• **Required work**: In full and without change, repeat the records shown below.

• **Records supplied**:
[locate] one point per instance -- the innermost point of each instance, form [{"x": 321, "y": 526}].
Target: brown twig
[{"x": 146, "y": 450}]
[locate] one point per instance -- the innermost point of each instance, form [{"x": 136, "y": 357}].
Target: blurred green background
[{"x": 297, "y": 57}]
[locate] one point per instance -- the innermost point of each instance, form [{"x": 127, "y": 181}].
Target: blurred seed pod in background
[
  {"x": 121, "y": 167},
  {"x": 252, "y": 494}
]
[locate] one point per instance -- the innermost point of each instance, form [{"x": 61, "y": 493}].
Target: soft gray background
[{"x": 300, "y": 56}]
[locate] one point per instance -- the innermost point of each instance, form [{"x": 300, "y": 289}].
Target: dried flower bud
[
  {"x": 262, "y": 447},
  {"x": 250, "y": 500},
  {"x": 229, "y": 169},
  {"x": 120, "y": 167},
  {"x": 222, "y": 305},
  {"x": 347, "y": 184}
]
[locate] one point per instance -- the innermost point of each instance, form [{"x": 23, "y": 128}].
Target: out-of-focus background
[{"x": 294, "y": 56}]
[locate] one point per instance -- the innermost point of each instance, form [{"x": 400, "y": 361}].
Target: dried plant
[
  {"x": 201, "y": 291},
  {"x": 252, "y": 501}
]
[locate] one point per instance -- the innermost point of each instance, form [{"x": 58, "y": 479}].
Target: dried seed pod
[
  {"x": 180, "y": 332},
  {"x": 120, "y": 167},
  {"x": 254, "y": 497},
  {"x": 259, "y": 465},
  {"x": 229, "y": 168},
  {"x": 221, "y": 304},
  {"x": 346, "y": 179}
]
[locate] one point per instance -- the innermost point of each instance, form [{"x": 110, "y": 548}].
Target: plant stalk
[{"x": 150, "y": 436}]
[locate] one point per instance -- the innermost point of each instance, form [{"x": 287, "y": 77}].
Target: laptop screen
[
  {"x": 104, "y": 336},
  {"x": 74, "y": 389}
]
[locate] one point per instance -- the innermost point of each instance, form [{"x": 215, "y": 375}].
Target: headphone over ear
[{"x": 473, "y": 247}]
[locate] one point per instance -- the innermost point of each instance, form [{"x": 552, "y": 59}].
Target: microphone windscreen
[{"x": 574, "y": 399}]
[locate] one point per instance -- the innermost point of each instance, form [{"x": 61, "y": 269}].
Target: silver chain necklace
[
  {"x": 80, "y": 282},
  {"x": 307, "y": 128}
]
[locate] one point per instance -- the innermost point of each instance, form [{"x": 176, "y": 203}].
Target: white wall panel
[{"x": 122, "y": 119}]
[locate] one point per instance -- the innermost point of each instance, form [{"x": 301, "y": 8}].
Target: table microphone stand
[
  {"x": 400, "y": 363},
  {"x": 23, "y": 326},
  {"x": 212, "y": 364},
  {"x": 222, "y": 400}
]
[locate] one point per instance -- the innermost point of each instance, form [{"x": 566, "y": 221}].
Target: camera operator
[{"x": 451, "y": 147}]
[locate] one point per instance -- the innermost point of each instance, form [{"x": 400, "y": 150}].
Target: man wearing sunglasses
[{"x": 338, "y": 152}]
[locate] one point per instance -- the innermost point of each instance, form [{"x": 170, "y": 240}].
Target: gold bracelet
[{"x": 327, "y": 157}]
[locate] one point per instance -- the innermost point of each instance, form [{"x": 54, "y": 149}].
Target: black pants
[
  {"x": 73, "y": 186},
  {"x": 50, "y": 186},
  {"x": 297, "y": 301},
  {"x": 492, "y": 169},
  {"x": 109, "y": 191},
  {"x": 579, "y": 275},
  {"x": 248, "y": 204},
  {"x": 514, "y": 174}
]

• **Result**:
[locate] one point per instance -- the innermost point of each instance, form [{"x": 321, "y": 526}].
Target: brown twig
[{"x": 146, "y": 450}]
[locate] one point per instance -- the innermost point of each instance, form [{"x": 136, "y": 357}].
Target: blurred green background
[{"x": 297, "y": 57}]
[locate] one point per instance -- the innermost point of each instance, form [{"x": 127, "y": 181}].
Target: blurred seed pod in background
[
  {"x": 121, "y": 167},
  {"x": 252, "y": 494}
]
[locate] one point per instance -- the innermost point of each instance, form [{"x": 61, "y": 493}].
Target: soft gray background
[{"x": 300, "y": 56}]
[locate] one point per instance -- the innermost point of each instance, form [{"x": 300, "y": 289}].
Target: dried flower bud
[
  {"x": 262, "y": 447},
  {"x": 250, "y": 500},
  {"x": 229, "y": 169},
  {"x": 120, "y": 167},
  {"x": 222, "y": 305},
  {"x": 347, "y": 184}
]
[locate] one point per instance -- the innermost point of each instance, form [{"x": 23, "y": 128}].
Target: out-of-focus background
[{"x": 294, "y": 56}]
[locate] one point per instance -- the innermost point of each instance, form [{"x": 400, "y": 361}].
Target: dried plant
[
  {"x": 201, "y": 291},
  {"x": 252, "y": 501}
]
[locate] one point per instance -- the innermost point of each instance, form [{"x": 58, "y": 479}].
Target: dried seed pod
[
  {"x": 180, "y": 332},
  {"x": 120, "y": 167},
  {"x": 254, "y": 497},
  {"x": 259, "y": 465},
  {"x": 229, "y": 168},
  {"x": 221, "y": 304},
  {"x": 346, "y": 179}
]
[locate] one point per instance -- the innermost point of each instance, form [{"x": 110, "y": 548}].
Target: plant stalk
[{"x": 150, "y": 436}]
[locate] one point per instance -- the innermost point of each instance, form [{"x": 287, "y": 77}].
Target: laptop screen
[
  {"x": 104, "y": 336},
  {"x": 74, "y": 389}
]
[locate] one point per instance -- the innermost point of each instance, form [{"x": 215, "y": 375}].
Target: headphone over ear
[{"x": 473, "y": 247}]
[locate] one point per instance -- the innermost point of each instance, form [{"x": 552, "y": 59}].
Target: microphone windscreen
[{"x": 574, "y": 399}]
[locate] one point per instance -- the innermost point of each instance, form [{"x": 61, "y": 269}].
Target: silver chain necklace
[
  {"x": 80, "y": 282},
  {"x": 307, "y": 128}
]
[locate] one point per instance -- the innermost point of each instance, form [{"x": 176, "y": 203}].
Target: white wall panel
[{"x": 122, "y": 119}]
[locate] one point per instance -- the innermost point of each instance, form [{"x": 301, "y": 8}].
Target: table microphone stand
[
  {"x": 400, "y": 363},
  {"x": 23, "y": 326},
  {"x": 212, "y": 364},
  {"x": 222, "y": 400}
]
[locate] one point per instance -- the innermost point of each instance, form [{"x": 566, "y": 221}].
Target: camera operator
[{"x": 451, "y": 147}]
[locate] one point per instance -- the innermost point of each instance, form [{"x": 400, "y": 150}].
Target: man wearing sunglasses
[{"x": 338, "y": 152}]
[locate] one point per instance -- the innermost point of each instance, form [{"x": 170, "y": 240}].
Target: gold bracelet
[{"x": 327, "y": 157}]
[locate] one point per instance -- the innermost point of each instance, form [{"x": 54, "y": 149}].
Target: black pants
[
  {"x": 73, "y": 186},
  {"x": 50, "y": 186},
  {"x": 297, "y": 301},
  {"x": 492, "y": 169},
  {"x": 109, "y": 191},
  {"x": 579, "y": 275},
  {"x": 248, "y": 204},
  {"x": 514, "y": 174}
]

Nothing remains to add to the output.